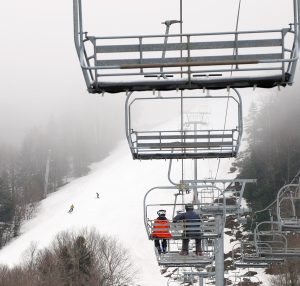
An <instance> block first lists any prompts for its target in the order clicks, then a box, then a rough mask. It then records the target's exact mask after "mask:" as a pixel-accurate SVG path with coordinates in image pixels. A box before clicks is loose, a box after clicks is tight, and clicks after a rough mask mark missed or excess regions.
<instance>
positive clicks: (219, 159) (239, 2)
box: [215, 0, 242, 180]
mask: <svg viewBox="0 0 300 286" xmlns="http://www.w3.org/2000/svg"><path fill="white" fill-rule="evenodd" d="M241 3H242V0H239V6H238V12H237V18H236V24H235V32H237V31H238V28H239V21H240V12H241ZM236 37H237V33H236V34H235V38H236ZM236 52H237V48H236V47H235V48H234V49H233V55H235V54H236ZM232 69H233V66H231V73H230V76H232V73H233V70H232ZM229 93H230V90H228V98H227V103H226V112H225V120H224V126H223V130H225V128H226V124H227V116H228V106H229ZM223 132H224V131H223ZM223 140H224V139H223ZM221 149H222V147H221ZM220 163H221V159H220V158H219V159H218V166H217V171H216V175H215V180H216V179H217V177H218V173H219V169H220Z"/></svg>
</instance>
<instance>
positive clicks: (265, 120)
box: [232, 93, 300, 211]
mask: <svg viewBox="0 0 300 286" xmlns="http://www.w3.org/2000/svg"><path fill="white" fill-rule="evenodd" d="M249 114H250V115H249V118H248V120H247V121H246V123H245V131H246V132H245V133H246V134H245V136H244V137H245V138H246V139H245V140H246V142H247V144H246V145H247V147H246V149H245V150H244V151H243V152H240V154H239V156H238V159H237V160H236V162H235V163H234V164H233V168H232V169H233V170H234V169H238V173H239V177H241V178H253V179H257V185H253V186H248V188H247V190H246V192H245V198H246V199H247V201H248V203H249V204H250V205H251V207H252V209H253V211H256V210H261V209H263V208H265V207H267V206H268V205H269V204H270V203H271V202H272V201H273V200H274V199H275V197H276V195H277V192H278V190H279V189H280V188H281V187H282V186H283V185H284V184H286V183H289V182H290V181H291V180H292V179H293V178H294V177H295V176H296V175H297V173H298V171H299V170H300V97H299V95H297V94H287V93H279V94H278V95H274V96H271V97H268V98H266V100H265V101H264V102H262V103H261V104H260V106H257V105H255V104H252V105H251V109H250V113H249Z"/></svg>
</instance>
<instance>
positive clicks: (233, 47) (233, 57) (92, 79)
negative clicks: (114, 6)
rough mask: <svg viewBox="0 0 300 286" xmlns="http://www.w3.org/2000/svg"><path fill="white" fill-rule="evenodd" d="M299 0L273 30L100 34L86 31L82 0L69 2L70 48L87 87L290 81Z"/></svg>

****************************************

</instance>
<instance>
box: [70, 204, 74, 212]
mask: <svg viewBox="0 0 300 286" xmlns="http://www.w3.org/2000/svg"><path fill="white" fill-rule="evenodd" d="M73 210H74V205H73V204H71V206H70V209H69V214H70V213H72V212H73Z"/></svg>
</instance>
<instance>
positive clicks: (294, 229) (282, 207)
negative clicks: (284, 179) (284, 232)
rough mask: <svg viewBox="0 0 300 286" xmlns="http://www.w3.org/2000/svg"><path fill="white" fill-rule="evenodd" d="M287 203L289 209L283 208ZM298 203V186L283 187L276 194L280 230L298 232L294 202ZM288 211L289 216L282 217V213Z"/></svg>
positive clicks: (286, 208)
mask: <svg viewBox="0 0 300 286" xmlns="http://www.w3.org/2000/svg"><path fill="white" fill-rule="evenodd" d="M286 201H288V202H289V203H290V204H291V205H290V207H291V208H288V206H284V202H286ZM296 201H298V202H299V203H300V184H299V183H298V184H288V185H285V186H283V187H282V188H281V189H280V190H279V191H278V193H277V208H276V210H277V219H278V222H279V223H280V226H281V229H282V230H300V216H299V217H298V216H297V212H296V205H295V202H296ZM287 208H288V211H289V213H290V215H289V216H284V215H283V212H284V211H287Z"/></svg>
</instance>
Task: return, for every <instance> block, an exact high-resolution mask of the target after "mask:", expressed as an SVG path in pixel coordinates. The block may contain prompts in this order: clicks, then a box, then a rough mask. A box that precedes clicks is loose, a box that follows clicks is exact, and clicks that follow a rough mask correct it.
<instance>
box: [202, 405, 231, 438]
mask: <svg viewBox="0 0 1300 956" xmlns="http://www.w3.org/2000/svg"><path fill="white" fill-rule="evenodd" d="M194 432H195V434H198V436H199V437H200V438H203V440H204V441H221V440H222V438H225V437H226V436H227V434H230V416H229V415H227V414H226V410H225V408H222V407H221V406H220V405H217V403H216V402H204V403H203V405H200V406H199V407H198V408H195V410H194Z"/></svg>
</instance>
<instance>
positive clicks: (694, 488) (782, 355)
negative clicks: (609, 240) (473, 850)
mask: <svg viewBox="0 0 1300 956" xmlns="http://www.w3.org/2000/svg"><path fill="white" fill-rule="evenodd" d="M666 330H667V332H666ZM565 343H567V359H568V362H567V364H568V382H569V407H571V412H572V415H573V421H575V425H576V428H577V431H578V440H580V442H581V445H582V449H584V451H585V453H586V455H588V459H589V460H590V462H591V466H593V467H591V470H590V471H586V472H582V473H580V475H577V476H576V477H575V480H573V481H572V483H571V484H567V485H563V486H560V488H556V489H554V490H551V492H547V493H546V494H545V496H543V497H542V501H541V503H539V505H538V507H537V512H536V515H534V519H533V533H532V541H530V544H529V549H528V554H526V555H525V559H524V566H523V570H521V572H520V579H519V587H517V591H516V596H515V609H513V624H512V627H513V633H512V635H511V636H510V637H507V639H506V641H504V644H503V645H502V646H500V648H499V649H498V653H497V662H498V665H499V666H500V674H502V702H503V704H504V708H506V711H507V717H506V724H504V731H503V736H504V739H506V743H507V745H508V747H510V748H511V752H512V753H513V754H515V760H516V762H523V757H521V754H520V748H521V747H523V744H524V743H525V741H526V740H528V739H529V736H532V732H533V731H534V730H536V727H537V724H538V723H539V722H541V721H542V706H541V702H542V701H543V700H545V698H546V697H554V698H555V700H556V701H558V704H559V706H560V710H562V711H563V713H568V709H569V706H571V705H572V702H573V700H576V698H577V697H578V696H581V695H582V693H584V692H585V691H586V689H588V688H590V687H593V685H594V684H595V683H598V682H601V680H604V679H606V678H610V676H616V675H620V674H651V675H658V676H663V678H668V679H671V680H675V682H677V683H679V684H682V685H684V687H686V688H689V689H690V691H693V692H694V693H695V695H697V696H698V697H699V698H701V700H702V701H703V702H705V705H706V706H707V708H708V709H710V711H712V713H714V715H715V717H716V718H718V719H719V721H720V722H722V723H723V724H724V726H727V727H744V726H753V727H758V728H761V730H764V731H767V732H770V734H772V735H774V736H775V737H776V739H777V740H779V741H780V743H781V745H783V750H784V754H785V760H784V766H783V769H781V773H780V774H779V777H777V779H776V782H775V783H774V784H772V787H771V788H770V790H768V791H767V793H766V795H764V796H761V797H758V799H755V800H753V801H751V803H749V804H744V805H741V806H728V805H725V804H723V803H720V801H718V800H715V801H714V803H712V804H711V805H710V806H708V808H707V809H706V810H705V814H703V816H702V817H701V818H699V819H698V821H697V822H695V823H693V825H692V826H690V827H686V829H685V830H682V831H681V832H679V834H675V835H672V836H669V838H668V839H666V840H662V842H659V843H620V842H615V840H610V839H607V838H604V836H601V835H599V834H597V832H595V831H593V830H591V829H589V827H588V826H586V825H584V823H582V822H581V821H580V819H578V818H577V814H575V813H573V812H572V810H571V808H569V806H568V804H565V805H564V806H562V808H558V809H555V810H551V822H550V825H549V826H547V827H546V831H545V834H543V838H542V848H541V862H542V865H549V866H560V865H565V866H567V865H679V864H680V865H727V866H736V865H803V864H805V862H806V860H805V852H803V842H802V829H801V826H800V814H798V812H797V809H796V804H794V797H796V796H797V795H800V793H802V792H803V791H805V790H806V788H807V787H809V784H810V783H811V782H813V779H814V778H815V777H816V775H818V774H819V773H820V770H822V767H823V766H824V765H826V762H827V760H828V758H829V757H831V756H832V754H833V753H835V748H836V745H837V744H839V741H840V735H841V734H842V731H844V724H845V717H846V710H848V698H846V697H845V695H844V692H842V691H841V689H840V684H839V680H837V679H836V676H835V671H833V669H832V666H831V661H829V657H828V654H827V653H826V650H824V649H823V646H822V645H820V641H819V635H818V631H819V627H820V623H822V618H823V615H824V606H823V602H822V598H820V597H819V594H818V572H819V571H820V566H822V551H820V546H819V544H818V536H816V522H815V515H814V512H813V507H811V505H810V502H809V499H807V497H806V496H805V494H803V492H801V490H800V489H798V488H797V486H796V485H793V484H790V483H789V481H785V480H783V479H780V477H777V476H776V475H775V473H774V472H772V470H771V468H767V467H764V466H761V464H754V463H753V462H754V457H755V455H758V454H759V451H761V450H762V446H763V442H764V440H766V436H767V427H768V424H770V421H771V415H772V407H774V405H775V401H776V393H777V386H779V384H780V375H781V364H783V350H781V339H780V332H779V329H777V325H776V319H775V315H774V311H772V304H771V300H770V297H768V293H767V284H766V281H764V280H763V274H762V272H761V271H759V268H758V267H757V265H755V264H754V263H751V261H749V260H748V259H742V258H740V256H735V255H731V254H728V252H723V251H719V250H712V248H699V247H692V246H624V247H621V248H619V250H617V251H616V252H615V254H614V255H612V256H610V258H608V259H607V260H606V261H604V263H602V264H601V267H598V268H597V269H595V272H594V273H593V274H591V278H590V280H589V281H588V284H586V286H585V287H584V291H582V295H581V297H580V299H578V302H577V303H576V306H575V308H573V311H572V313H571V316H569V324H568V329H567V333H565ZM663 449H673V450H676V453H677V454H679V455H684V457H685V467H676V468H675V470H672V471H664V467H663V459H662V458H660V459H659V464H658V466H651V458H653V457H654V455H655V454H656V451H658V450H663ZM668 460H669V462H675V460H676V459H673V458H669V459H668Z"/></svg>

****************************************

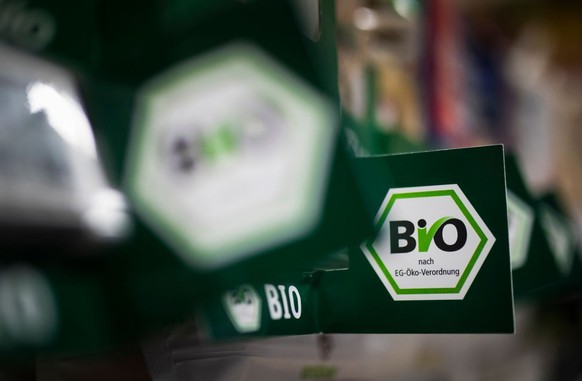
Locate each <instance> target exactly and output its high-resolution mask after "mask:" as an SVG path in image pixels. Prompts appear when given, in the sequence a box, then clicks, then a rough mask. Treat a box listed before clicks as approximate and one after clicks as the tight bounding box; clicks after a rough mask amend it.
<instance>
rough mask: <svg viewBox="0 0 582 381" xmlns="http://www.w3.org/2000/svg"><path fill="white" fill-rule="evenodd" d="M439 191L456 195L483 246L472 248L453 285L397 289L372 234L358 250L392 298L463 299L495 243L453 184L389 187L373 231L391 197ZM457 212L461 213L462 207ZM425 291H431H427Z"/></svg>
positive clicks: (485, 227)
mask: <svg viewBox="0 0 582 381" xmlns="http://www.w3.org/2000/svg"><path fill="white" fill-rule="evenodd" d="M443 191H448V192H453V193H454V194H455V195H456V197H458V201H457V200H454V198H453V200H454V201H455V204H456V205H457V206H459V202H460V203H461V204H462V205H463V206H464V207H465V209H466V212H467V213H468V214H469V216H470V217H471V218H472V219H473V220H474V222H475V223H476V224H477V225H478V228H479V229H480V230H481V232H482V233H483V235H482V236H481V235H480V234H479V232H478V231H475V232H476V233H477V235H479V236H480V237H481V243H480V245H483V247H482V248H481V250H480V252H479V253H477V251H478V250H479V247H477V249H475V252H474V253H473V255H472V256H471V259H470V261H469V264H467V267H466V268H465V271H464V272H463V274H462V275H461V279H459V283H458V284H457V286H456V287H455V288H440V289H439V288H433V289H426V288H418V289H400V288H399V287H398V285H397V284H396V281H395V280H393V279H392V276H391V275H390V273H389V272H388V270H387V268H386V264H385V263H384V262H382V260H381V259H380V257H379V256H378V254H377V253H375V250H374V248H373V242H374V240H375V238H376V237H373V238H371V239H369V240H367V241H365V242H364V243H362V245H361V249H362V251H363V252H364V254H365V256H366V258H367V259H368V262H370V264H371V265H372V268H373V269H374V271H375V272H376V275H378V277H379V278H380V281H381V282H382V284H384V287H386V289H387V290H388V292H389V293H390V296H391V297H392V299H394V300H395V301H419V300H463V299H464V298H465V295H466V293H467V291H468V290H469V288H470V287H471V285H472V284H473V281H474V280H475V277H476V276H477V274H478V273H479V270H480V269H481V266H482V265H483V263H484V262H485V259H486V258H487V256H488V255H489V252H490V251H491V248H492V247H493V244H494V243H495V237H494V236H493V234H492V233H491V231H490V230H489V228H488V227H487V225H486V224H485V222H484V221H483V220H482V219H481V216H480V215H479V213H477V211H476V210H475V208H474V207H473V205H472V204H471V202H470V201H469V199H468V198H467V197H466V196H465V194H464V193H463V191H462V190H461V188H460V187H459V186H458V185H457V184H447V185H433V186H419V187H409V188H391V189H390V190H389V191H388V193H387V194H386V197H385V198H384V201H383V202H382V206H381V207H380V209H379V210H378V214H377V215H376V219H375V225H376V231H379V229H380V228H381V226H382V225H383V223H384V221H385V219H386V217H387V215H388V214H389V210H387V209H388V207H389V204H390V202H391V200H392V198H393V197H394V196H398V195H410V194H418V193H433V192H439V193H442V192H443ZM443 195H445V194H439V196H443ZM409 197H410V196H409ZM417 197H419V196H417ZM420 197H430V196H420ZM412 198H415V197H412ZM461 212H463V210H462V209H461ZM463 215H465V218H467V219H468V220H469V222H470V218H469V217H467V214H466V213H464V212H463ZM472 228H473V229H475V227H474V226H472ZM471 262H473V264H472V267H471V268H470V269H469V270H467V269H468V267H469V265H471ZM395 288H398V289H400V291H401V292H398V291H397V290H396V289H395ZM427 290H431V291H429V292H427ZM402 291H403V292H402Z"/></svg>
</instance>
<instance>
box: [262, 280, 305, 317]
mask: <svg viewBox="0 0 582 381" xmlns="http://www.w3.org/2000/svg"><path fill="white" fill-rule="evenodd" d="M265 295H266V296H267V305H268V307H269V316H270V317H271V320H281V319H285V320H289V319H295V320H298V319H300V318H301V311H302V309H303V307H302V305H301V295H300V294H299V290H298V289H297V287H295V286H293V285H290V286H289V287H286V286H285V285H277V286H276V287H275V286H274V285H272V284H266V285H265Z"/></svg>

****************************************

> **Exercise**
Copy every line of the listing containing the string "image".

> **Answer box**
An <instance> block first lists any prompts for its target in the order clicks, then a box, then a rough mask. It then records the target's exact mask after "mask:" as a pixel-accurate SVG path with coordinates in image pixels. A box before clicks is loose, a box after clicks is tight, and clicks after a rough mask mark missed or excess regions.
Locate each <instance> target exactly and output its high-resolution mask after "mask:" as an SVG path in image pixels. Prompts appear when given, in the sequence a box, then clicks, then a rough mask. Treat a box listed before clicks as approximate and one after clicks as the tight bounding box; clicks after a rough mask amend it.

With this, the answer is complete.